Saved entries:
..............................
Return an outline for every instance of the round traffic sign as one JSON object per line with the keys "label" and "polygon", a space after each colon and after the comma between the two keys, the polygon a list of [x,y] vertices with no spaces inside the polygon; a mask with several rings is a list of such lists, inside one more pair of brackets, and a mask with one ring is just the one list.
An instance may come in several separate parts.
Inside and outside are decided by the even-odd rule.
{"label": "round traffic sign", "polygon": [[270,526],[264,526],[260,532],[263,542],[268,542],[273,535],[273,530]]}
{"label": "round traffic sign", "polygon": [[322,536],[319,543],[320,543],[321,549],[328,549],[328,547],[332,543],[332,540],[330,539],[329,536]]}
..............................
EXERCISE INSTRUCTIONS: Whichever lines of the data include the word "instance", pull them out.

ANSWER SPACE:
Return an outline for every instance of the round traffic sign as one JSON object per line with the keys "label" and "polygon", a space after each colon and after the comma between the two keys, the polygon a list of [x,y] vertices with no spaces inside the polygon; a mask with several rings is a list of such lists, inside one more pair of brackets, and a mask with one ring is just the one list.
An instance may come in several separate parts.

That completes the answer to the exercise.